● **GIVEN PROBLEM**: From the thread about LSD and personality type, reproduce the passage between "## FearAndTrembling (Jun" and "(May 4, 2014)", inclusive.
:: EXCERPTED TEXT
# LSD and personality type



## laterally38 (Feb 25, 2014)

This post is for those who have tried LSD or know someone closely that has had long-term effects.

Just wondering if anyone has tried LSD and how it has affected them. For those who are well-versed in personality types and hold the stance that one cannot and does not change throughout life, would you be open to thinking a deep LSD trip might actually change it up?

I have come to realize lately that I do not know much about anything. I'm a naturally intelligent person (not trying to have the different types of intelligences conversation), but I haven't taken the time to learn things on deeper levels; I settle too often on a broader spectrum. 

With all this being said, i have taken LSD twice (and haven't studied up on it for more than a few hours). The first time wasn't as crazy, I could retain some sense of my social abilities. I didn't see shit, but it was morphed and my thoughts became very in-depth to a ridiculous level. 

The second time, however, was extremely intense. It was as if I was having a conversation with someone else in my head. It was a little over a year ago, and I cannot remember any real details but I feel as if my mind has subconsciously taken away a lot from this "conversation". I cannot explain it, but it was absolutely insane. I'm a generally "normal" person, as far as my background and interpersonal conversations go, but something about me is unquestionably different and I feel as though those close to me can sense it as well. 

Most of the difference lies within my intuition and thought process's. I am a much deeper thinking, I second-guess myself way more, and I feel as though conversation is more of a thought to me rather than something I just do. I feel as though a switch clicked on, as though I reached a higher consciousness. The "switch" that I am referring to is something I had experienced before and I believe most everyone has as well (but I'm not sure). It's kind of that period in life you can go back to and realize you began to self-reflect and think for yourself. I reached that naturally, but I feel as though it happened again. 

Although I'm rather certain of my ENTP status, the best way I can ignorantly explain the change is as if I went from ESTP to ENFP. With the functions changing as well. 

As always, I just start typing and then realize I don't know what else to say and just want people's opinions of my bullshit posts. I mostly want to hear your guys acid stories and how it has affected your personality type or anything about yourself, and the post was mostly my two-cents on the same conversation.


----------



## FearAndTrembling (Jun 5, 2013)

I have done a lot of lsd. Over 100 times. Probably shouldn't have done it so much.

I can't say how much it changed me. Everything changes you...

I never felt I was a different person afterwards though.


----------



## Hero902 (May 4, 2014)

Regular LSD user here.
::::
:: DATA SECTION
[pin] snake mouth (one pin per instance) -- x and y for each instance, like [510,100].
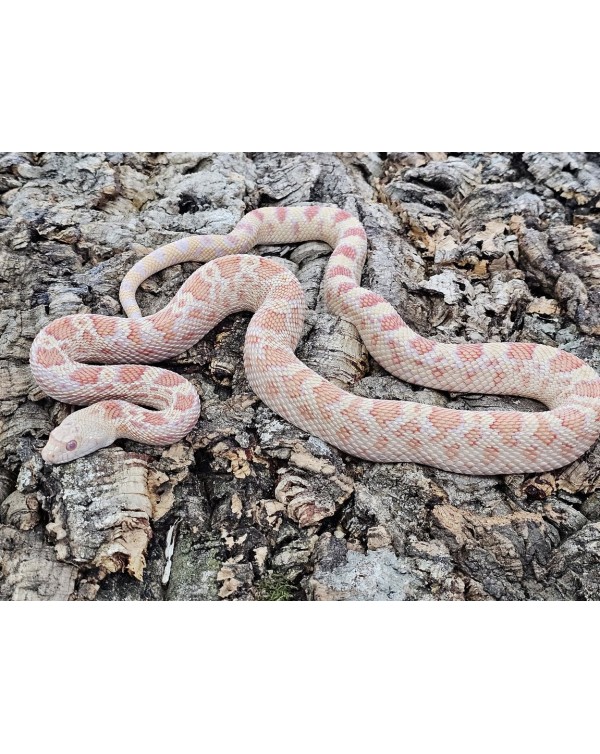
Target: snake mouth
[52,454]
::::
● **CORRECT OUTPUT**:
## FearAndTrembling (Jun 5, 2013)

I have done a lot of lsd. Over 100 times. Probably shouldn't have done it so much.

I can't say how much it changed me. Everything changes you...

I never felt I was a different person afterwards though.


----------



## Hero902 (May 4, 2014)